• **Problem details**
In the post on CSR misconceptions, which two scholars argue that society allows corporations to exist?

Top of Text section

Debunking Common CSR Misconceptions
This post was written by Nicolette Zalesky - Research Fellow at Nyenrode Business Universiteit, Outreach Contractor at Net Impact.
Corporate Social Responsibility (CSR) is a term that has been theorized for centuries, dating back to the time of the great Greek philosopher, but the idea has dramatically grown over the past few decades. More frequently this term has been used throughout the business landscape. CSR will continue to be brought up as corporations strive to become more sustainable and responsible; keeping up with the demand of their stakeholders. However, when talking with professionals, academics and individuals there seems to be a difference in understanding of what Corporate Social Responsibility actually means. To list a few examples: marketing/ communication, philanthropy, sustainability, and strategy are terms commonly connected to CSR.
To truly understand the meaning of CSR we must understand the ideas behind the term. Socrates, Plato, and Aristotle conceptualized the idea of virtue ethics, which is based on the motive and nature of the action. Aristotle explained it’s “an attitude that makes people do good and helps them do their work well.” With ethics, we usually refer to each individual, however based on the Principle of Communitarian Ethics - stating that a community has an obligation to be ethical - we now also view ethics from an organizational level. Scholars such as Ed Freeman and Donna J. Wood argue society allows corporations to exist, therefore to morally justify the benefits they receive from society, corporations have an obligation to improve society's well being. This means that organizations must switch from a traditional fiscal bottom line, to one that equally focuses on environmental, economic and social performance. Also known was the triple bottom line.

Bottom of Text section
Top of Information shown

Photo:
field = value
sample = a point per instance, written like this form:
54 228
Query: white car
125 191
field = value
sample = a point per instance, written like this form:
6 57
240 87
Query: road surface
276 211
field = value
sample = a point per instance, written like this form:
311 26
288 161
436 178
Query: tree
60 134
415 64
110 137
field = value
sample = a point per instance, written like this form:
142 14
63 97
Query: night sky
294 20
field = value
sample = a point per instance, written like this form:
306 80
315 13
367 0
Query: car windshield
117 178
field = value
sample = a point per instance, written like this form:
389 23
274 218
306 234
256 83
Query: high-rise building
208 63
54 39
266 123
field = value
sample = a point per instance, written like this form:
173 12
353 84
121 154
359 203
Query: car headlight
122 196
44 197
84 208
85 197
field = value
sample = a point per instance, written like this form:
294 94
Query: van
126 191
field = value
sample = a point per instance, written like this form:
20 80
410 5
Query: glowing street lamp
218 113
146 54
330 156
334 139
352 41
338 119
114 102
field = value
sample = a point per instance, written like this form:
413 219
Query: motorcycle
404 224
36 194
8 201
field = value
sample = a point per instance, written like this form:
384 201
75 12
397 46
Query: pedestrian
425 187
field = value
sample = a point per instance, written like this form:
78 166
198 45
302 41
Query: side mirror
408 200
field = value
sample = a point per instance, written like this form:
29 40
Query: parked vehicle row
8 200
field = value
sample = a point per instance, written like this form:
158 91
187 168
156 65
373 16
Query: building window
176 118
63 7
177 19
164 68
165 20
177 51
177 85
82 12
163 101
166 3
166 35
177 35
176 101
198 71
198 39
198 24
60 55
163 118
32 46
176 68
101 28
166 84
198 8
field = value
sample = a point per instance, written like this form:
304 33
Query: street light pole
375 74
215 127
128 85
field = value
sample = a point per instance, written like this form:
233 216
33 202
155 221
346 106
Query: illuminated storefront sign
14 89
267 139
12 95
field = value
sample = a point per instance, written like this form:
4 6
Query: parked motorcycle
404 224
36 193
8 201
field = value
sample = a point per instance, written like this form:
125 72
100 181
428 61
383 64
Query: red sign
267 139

Bottom of Information shown

• **Exercise result**
Ed Freeman and Donna J. Wood.